■ Assignment ■
In the firearms safety post below, how old was the person sitting nearby who was killed by the police officer's bullet?

***** Extract provided

Choose your friends carefully, because the wrong choice might kill you

The late, great Jeff Cooper promulgated four rules of firearms safety that have become almost universally recognized.  Some modify the wording, others add more rules, but I guarantee you:  if you observe his basic four rules faithfully, you won’t ever injure anyone by a negligent or accidental discharge of your firearm.  They are:

  1. All guns are always loaded.
  2. Never let the muzzle cover anything you are not willing to destroy.
  3. Keep your finger off the trigger till your sights are on the target.
  4. Know your target, and what is beyond it.

Sadly, in the heat of a defensive engagement, it may not be practical to follow all of those rules, all of the time.  When that happens, something like this may follow.

Authorities in San Antonio say a man who was reaching for a handgun was shot by a police officer whose bullet grazed the suspect and then struck an 18-year-old sitting nearby, killing the teen.

. . .

**********
***** Source information

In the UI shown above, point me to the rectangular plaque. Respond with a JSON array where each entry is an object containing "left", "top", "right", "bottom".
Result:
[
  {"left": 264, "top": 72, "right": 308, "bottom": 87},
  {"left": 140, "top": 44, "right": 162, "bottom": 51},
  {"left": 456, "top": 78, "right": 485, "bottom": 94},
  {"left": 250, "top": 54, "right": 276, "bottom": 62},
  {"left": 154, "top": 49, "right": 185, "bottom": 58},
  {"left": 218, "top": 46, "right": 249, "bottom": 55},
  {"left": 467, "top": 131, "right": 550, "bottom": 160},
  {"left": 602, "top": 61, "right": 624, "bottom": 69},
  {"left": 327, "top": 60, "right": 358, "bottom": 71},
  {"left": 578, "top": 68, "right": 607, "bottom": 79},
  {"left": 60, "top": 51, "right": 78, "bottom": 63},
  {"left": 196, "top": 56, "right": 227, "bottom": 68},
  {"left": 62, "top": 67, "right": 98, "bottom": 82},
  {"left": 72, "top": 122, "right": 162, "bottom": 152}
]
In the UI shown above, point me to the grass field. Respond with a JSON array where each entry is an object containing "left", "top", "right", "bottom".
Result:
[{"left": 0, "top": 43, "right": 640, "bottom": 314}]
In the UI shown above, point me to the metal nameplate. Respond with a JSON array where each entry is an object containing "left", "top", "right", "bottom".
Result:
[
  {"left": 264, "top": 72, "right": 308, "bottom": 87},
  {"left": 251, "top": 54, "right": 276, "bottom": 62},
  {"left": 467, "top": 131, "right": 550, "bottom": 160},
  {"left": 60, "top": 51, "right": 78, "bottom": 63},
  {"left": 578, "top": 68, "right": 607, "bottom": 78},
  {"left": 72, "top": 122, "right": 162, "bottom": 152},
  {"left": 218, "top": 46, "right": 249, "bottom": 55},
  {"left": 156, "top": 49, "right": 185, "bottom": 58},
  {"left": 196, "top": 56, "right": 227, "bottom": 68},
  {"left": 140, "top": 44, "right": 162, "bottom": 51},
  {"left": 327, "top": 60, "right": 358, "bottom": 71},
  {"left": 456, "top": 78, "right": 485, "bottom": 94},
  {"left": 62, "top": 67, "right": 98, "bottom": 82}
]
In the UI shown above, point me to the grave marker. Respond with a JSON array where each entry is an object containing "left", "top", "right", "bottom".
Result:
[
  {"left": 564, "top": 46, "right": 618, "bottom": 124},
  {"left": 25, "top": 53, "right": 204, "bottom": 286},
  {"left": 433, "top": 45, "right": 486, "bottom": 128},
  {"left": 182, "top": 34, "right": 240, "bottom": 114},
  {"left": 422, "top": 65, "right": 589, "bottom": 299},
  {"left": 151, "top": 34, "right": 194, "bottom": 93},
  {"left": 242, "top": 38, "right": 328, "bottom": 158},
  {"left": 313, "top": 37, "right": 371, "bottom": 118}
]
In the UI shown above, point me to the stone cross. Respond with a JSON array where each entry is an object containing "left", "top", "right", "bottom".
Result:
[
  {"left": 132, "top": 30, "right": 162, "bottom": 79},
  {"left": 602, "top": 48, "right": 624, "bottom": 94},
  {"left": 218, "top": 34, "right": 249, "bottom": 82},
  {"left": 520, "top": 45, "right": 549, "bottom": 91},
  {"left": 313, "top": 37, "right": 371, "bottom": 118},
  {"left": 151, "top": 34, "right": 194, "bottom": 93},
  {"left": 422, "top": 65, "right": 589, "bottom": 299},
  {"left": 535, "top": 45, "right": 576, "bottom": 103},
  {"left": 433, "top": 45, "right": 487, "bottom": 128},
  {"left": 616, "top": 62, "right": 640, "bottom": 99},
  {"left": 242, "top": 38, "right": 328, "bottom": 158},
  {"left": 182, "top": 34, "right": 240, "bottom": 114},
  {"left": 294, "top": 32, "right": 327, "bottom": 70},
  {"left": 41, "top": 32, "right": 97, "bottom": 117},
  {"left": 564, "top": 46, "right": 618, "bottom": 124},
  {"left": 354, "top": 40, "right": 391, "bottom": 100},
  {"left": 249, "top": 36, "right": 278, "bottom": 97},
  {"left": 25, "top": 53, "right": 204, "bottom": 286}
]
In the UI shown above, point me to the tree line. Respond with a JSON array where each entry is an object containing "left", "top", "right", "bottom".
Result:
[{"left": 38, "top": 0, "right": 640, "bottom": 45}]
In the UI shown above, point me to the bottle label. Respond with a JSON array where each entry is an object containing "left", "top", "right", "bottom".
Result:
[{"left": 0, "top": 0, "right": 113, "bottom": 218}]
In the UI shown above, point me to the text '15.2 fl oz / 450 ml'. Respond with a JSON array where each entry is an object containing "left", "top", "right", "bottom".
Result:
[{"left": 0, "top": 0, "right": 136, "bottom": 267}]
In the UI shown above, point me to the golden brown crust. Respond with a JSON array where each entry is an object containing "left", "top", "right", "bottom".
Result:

**********

■ Expected answer ■
18 years old.